* What is needed *
Answer these questions using the text on subgroup heterogeneity by user prototype:
1. What is the Δ Objective value for the "High Literacy × Low Self-Efficacy" prototype?
2. Which user prototype has a negative Δ Objective?
3. According to the key finding, what do population averages mask?

* Supplied text *

Subgroup Heterogeneity by User Prototype (AlwaysTool vs. NoTool Difference)¶
| User Prototype | Δ Objective | Δ Satisfaction |
|---|---|---|
| High Literacy × High Self-Efficacy | +0.575 | -0.107 |
| High Literacy × Low Self-Efficacy | +0.595 | +0.525 |
| Low Literacy × Low Self-Efficacy | +0.165 | -0.431 |
| Low Literacy × High Self-Efficacy | -0.315 | -1.436 |
Key finding: The AlwaysTool policy is most beneficial for "High Literacy × Low Self-Efficacy" users (positive on both dimensions), but severely harmful to "Low Literacy × High Self-Efficacy" users (Δ satisfaction = −1.436), revealing subgroup-level harms masked by population averages.

* Information provided *
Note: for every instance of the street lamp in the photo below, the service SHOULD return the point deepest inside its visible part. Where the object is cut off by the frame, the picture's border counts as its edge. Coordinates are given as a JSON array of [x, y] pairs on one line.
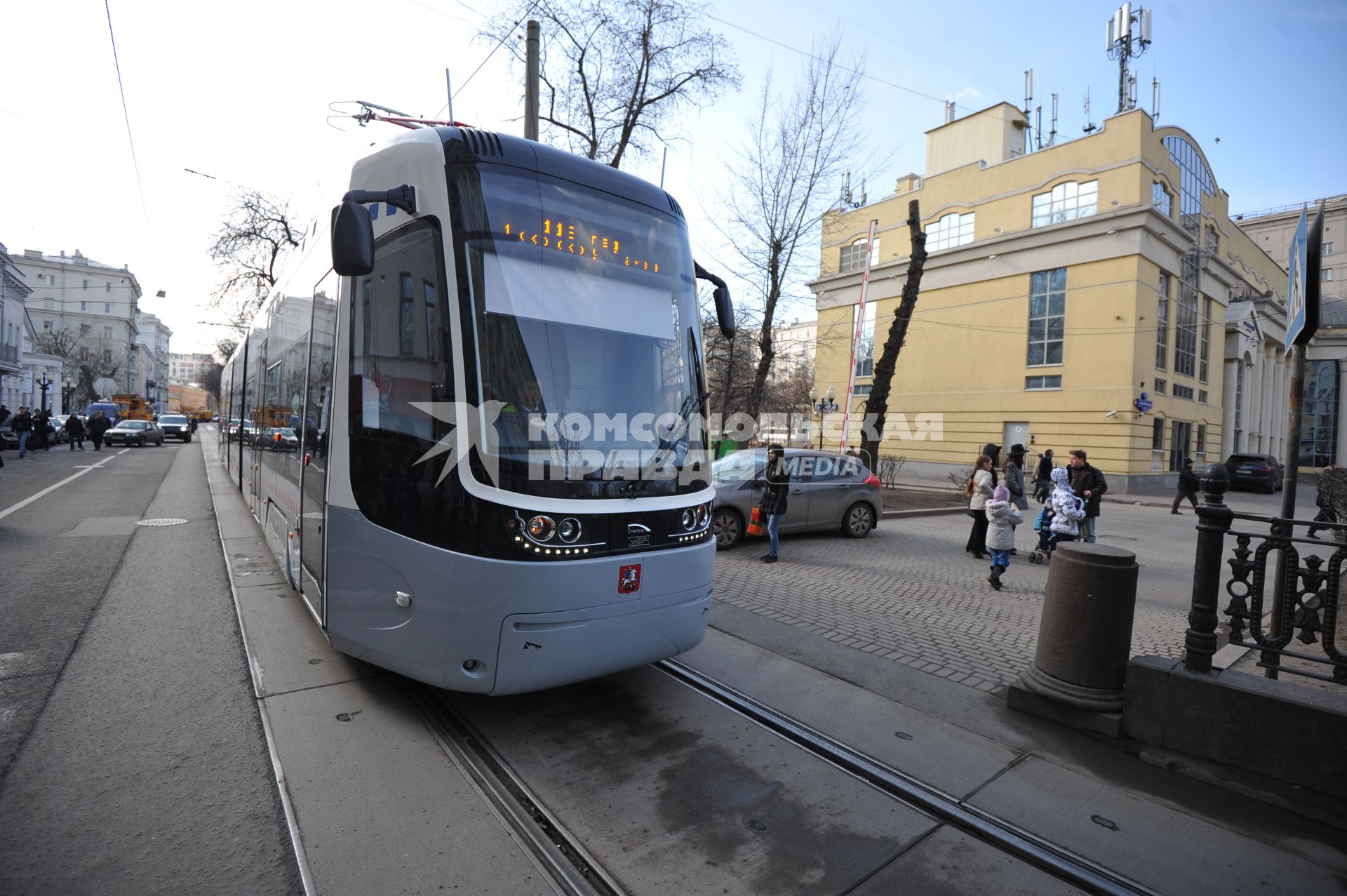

* Answer box *
1. +0.595
2. Low Literacy × High Self-Efficacy (−0.315)
3. Subgroup-level harms